Graphic Processing Unit Simulation of Axon Growth and Guidance through Cue Diffusion on Massively Parallel Processors

TL;DR

This paper presents a GPU-accelerated simulation of axon growth and guidance in neural development, demonstrating how parallel processing can enhance understanding of cellular mechanisms involved in nervous system formation.

Contribution

It introduces a novel GPU-based simulation framework for axonal guidance modeling, leveraging parallel processing to improve visualization and analysis of neural development processes.

Findings

GPU simulation significantly speeds up axon guidance modeling

Enhanced visualization aids understanding of neural development

Parallel processing enables complex biological simulations

Abstract

Neural development represents not only an exciting and complex field of study, with ongoing progress, but it also became the epicentre of neuroscience and developmental biology, as it strives to describe the underlying cellular and molecular mechanisms by which the central nervous system emerges during the various levels of embryonic development phases. The nervous system is a dynamic entity, where the genetic information plays an important role in shaping the intra- and extracellular environments, which in turn offer a reliable foundation for the stem cell precursors to divide and form neurons. Throughout the embryonic development stages, the neurons undergo different processes: migration at an immature level from the initial place in the embryo to a predefined final position, axonal differentiation and guidance of the motile growth cone towards a postsynaptic target, synaptic formation between axons and target, and lastly long-term synaptic changes which underlie learning and memory. In order to gain a better understanding of how the nervous system develops, mathematical and computational models have been created and expanded in order to bridge the gap between system-level dynamics and lower level cellular and molecular processes. This research paper aims to illustrate the potential of theoretical mathematical and computational models for analysing one important stage of neural development - axonal growth and guidance mechanisms in the presence of diffusion cues, through a visual simulation which is optimized via the graphic processing unit and parallel programming techniques.

(Dataset entries)
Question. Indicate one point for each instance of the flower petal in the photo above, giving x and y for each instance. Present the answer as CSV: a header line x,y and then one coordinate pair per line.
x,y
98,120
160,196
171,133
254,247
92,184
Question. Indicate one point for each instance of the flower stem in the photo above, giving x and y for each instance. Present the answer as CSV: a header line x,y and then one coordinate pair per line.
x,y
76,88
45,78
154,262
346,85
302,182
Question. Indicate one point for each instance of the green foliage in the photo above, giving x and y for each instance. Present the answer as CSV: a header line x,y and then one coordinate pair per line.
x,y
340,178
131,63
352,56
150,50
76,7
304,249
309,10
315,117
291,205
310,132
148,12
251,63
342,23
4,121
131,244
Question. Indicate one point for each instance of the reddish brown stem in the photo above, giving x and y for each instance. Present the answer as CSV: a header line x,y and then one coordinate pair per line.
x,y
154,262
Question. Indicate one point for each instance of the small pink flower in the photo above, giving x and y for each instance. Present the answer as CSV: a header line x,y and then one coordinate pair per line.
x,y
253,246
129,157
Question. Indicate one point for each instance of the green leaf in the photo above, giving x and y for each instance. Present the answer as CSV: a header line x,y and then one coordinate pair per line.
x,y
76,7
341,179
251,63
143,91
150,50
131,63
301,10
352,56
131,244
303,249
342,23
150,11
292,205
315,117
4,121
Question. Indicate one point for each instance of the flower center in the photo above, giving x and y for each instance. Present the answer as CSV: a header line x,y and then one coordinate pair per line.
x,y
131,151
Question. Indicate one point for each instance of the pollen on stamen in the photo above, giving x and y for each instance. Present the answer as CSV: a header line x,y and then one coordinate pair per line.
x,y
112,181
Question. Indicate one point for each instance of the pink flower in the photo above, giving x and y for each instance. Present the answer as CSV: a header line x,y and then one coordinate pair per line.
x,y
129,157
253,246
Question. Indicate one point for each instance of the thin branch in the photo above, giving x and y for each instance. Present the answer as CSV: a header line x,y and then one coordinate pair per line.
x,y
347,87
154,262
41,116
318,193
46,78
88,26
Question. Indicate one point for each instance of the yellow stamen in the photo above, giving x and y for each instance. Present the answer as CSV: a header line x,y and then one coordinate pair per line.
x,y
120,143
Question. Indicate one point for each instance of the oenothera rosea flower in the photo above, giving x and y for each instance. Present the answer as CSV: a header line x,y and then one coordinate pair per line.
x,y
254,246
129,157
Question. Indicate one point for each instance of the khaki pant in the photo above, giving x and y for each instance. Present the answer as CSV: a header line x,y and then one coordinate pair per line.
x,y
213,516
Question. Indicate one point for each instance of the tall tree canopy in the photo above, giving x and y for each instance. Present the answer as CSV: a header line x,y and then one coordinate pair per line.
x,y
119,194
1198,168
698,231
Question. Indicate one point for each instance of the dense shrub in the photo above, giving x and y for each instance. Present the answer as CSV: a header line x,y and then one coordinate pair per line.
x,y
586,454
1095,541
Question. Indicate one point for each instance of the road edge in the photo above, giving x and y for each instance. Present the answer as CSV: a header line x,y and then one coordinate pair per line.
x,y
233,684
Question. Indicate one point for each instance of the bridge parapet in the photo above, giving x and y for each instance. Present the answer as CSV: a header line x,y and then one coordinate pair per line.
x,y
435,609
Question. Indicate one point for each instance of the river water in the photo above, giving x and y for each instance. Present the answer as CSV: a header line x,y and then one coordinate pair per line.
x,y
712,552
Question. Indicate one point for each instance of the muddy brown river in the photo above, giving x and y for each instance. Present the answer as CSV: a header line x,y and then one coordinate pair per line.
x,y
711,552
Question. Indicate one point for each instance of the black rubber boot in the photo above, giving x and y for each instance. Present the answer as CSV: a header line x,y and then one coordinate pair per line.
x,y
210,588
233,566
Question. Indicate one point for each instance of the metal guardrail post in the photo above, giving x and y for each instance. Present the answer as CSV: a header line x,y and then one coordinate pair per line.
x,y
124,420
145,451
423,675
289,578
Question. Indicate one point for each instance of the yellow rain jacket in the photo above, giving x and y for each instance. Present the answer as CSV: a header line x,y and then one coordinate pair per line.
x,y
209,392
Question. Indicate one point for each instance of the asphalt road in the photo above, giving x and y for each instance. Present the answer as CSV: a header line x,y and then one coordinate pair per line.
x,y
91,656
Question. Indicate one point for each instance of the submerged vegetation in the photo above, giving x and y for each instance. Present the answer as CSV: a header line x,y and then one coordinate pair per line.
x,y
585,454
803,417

_WHAT IS NEEDED_
According to the axon guidance paper, which stage of neural development does the research aim to analyze through its simulation? These rows bear no relation to the axon guidance paper.

_EXPECTED ANSWER_
Axonal growth and guidance mechanisms in the presence of diffusion cues.